§ Фрагмент строк

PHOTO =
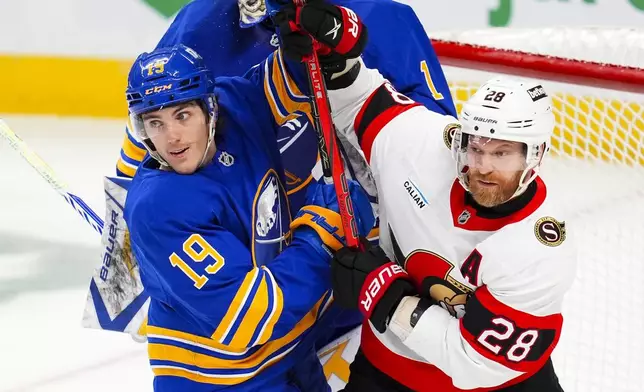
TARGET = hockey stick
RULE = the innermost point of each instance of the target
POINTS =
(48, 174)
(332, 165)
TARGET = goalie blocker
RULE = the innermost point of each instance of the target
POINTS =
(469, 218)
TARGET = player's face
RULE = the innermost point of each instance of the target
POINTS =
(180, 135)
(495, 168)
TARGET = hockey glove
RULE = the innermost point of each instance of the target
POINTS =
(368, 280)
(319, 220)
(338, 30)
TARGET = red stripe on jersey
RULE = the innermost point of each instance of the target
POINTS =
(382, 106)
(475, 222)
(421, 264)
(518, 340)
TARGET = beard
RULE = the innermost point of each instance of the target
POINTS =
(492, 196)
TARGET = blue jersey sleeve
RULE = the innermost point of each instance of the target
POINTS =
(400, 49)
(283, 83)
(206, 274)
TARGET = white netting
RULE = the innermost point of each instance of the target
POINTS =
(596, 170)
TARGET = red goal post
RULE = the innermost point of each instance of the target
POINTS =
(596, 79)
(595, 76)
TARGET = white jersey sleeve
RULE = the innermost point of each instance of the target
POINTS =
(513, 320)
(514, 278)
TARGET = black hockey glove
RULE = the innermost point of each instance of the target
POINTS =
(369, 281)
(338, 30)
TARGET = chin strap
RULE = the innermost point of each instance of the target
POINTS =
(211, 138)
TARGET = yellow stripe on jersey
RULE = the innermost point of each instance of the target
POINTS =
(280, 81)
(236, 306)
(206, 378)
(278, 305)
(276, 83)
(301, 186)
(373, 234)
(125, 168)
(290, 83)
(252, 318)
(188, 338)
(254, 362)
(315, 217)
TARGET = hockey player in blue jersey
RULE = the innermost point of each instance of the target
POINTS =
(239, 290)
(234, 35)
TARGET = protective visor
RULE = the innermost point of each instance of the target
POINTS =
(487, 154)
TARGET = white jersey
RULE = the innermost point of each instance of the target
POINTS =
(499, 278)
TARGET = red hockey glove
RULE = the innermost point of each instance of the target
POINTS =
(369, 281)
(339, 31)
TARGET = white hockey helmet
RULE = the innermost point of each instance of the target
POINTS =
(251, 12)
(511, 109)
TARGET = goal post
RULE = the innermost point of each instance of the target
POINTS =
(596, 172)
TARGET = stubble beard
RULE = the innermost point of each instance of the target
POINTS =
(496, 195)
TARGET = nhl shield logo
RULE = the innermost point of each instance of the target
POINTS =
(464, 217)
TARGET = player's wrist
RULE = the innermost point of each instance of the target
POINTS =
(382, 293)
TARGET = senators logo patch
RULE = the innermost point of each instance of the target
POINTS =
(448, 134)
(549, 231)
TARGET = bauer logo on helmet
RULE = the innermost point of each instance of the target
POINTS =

§ Задача
Перепишите целиком все строки, начиная со строки с «TARGET = nhl shield logo» (включая её) и до конца строк. При этом прибавьте 111 к каждой координате точек в ответах.

§ Ответ
TARGET = nhl shield logo
RULE = the innermost point of each instance of the target
POINTS =
(575, 328)
TARGET = player's wrist
RULE = the innermost point of each instance of the target
POINTS =
(493, 404)
TARGET = senators logo patch
RULE = the innermost point of each instance of the target
POINTS =
(559, 245)
(660, 342)
TARGET = bauer logo on helmet
RULE = the innermost point of each instance of the target
POINTS =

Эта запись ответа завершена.